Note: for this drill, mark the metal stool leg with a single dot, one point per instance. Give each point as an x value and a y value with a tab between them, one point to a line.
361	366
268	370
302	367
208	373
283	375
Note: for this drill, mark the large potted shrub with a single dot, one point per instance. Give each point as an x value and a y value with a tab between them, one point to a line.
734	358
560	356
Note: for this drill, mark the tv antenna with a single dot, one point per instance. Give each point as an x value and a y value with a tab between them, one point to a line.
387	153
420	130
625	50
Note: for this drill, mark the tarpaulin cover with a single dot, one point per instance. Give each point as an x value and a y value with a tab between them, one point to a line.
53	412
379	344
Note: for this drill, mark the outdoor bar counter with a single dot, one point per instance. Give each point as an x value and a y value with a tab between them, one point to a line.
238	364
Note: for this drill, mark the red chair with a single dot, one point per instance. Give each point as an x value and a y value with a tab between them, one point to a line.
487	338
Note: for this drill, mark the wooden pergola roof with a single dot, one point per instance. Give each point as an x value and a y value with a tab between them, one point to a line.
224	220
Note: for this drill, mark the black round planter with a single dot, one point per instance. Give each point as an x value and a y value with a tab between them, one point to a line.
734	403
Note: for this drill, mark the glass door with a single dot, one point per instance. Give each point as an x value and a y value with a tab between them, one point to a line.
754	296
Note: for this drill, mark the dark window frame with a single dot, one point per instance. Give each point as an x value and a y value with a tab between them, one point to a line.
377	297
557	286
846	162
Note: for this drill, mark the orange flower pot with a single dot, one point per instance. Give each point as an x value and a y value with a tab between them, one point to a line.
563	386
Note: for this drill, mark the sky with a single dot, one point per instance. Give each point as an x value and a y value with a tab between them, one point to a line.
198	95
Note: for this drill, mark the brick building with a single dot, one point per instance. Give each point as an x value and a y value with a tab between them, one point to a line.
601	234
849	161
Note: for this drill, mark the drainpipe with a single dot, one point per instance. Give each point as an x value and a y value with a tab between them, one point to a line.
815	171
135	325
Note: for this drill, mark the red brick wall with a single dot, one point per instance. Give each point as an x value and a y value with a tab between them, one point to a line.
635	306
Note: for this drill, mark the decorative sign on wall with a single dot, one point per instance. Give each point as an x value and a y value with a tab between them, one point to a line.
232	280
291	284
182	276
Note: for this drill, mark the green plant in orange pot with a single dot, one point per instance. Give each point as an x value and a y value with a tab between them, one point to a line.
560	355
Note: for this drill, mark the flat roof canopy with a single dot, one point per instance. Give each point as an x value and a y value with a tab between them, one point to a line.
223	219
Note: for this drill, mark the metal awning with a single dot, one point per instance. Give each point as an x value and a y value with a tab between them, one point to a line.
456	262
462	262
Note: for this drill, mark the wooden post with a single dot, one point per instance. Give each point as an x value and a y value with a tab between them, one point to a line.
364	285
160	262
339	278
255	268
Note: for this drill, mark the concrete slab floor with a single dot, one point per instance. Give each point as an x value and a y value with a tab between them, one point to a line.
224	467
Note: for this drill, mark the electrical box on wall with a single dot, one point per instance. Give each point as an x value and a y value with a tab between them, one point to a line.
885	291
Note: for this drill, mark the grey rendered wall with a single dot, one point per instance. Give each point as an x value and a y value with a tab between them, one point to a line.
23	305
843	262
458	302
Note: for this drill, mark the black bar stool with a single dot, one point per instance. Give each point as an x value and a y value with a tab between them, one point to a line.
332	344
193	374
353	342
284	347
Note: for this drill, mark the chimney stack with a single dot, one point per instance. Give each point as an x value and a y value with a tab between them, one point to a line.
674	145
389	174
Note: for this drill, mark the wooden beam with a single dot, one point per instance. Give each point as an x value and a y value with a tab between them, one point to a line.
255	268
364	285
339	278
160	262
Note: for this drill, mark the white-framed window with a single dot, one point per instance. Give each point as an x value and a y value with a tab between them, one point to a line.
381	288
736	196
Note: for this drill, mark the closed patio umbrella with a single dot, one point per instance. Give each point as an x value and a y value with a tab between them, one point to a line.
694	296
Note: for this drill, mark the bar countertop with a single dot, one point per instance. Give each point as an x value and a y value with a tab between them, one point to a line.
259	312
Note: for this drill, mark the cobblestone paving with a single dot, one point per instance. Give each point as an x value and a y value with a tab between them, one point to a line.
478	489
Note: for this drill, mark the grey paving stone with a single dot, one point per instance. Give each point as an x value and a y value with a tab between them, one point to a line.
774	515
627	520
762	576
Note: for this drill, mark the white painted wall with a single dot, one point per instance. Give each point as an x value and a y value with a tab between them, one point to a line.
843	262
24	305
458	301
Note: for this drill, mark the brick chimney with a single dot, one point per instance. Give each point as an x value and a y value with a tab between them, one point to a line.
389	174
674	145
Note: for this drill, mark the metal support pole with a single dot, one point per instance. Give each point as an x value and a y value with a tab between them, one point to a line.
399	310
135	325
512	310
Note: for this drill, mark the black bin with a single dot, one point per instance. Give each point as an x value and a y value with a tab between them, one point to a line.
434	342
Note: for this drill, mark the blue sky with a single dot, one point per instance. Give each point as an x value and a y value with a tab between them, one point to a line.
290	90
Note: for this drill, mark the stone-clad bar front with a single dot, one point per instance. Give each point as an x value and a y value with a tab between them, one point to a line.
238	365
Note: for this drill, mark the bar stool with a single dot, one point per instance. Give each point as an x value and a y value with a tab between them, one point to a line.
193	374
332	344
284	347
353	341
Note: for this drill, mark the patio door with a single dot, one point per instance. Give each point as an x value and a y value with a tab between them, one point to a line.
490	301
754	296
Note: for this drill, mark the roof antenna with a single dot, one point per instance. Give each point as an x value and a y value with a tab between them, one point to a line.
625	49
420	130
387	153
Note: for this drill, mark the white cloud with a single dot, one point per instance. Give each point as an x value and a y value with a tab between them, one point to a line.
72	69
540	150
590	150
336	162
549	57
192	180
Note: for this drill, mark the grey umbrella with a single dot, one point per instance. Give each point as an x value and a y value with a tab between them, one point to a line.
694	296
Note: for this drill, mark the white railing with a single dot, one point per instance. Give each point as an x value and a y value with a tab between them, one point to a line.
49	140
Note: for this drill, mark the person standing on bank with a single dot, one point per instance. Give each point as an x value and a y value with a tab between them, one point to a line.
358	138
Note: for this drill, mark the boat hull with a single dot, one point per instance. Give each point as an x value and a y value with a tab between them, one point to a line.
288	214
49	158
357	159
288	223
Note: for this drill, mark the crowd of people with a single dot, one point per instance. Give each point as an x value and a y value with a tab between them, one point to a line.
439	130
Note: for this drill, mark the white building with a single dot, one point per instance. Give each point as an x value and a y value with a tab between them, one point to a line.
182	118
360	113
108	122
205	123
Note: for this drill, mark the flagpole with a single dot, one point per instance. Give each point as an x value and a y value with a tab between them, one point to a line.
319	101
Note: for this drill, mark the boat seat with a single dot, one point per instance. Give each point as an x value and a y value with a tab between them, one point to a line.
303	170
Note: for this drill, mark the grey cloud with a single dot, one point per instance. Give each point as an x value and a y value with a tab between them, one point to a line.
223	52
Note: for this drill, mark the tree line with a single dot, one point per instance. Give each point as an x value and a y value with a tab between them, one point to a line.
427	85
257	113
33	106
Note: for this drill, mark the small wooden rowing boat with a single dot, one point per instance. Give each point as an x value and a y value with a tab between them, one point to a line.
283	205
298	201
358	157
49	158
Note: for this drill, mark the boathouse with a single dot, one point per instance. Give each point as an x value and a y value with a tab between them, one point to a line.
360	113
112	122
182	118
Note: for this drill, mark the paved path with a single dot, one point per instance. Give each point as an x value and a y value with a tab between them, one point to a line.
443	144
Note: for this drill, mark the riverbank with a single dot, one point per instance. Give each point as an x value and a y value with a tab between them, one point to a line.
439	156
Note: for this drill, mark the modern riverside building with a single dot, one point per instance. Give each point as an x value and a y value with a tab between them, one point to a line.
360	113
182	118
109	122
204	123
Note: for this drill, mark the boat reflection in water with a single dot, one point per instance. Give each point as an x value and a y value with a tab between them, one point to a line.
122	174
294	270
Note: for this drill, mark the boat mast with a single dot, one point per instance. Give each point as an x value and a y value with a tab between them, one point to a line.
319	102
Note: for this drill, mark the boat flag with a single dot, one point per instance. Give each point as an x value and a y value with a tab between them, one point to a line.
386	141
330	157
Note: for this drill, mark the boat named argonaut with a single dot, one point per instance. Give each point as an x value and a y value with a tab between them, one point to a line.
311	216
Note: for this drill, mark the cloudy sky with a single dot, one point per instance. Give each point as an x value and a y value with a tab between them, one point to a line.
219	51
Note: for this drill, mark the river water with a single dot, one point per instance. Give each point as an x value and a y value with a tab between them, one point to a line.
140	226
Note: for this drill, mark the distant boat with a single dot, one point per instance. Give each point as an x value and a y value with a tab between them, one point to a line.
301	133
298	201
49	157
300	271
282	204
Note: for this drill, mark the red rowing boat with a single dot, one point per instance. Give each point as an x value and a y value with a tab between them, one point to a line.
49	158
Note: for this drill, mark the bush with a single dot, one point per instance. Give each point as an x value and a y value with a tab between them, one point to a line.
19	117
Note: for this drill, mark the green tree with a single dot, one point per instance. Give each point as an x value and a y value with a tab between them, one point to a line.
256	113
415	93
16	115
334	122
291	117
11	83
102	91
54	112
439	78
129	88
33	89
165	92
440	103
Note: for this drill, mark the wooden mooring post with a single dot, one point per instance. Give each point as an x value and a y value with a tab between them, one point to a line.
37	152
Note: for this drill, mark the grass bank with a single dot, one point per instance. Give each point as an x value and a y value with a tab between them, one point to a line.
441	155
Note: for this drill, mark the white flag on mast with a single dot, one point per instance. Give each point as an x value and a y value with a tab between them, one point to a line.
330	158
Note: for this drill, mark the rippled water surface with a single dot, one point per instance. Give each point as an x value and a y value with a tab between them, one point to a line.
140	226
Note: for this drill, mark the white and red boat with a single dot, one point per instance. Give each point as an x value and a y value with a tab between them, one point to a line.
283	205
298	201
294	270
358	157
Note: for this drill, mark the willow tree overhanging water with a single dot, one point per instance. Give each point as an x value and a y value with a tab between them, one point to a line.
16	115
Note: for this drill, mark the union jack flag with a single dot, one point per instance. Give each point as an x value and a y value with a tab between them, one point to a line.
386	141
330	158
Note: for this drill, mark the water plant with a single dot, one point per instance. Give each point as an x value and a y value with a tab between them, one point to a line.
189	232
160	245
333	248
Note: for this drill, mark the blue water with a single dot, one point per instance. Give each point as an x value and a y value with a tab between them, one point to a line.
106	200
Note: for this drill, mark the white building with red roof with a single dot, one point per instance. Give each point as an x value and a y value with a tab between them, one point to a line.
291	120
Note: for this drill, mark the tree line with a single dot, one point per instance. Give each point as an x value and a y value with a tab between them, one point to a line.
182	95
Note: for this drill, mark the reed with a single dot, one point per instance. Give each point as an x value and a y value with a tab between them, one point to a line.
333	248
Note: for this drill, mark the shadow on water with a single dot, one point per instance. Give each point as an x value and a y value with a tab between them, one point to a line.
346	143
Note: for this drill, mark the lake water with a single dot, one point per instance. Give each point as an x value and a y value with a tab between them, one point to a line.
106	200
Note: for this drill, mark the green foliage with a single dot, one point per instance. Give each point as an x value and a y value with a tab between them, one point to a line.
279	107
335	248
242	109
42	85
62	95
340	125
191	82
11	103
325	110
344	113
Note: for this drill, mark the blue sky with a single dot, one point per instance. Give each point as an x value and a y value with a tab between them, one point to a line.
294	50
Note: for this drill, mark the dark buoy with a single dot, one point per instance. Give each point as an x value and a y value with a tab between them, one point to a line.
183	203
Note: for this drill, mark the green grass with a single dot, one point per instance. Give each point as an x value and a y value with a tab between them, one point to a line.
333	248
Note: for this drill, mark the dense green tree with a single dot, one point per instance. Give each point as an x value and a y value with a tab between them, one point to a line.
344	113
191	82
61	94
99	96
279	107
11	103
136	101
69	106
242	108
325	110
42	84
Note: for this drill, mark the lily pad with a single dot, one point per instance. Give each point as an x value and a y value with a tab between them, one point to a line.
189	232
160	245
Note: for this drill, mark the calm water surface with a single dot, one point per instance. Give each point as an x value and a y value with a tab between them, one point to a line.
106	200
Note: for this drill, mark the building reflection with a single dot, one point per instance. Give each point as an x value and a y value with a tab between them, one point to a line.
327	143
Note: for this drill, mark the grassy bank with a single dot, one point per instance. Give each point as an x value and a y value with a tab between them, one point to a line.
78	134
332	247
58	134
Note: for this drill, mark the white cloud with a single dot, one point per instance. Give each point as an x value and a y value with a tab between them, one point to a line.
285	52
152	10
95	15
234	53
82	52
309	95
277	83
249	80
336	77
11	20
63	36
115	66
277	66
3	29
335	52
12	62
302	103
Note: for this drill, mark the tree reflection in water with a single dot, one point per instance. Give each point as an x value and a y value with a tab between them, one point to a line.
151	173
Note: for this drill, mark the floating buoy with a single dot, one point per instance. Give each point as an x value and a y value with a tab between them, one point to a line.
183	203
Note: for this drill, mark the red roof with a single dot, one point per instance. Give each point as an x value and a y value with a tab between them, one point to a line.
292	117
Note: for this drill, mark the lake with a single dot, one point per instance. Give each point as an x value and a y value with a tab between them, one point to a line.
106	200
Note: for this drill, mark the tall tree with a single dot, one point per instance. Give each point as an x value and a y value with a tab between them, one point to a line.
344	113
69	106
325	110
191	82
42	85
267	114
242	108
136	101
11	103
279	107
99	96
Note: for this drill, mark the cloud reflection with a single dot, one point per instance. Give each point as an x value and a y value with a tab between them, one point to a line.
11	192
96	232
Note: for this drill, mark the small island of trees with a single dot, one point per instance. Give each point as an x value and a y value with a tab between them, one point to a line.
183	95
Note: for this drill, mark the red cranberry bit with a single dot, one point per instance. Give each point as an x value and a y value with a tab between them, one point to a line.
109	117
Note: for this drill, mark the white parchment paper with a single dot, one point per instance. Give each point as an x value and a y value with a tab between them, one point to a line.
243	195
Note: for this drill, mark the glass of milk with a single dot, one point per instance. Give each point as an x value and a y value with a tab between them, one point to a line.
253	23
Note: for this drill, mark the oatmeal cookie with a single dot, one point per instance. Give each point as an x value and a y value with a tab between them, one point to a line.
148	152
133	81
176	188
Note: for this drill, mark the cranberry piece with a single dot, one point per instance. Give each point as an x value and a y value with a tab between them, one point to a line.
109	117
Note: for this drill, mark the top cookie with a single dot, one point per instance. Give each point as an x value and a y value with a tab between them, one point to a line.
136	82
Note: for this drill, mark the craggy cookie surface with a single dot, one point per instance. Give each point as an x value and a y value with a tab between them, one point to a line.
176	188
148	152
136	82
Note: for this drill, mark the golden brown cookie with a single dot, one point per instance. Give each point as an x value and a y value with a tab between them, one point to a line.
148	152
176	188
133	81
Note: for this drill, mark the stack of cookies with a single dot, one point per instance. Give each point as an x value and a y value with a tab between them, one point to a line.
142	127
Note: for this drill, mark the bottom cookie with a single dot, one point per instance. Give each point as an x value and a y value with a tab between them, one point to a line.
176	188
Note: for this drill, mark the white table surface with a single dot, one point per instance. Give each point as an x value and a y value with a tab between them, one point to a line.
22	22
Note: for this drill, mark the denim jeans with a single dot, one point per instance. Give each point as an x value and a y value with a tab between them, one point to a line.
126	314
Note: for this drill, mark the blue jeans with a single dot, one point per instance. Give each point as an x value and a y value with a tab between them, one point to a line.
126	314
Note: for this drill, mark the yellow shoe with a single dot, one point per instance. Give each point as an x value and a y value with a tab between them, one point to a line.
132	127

◆ **What you are asked to do**
Only the line that contains "Note: for this drill, mark the blue jeans" and the lines after it, through the end of the data above, are to be repeated exactly.

◆ **Exercise response**
Note: for this drill, mark the blue jeans with a single dot, one point per instance. Give each point as an x value and a y value with a tab between them, one point to a line.
126	314
Note: for this drill, mark the yellow shoe with a single dot, one point per instance. Give each point as an x value and a y value with a tab between them, one point to a line.
132	127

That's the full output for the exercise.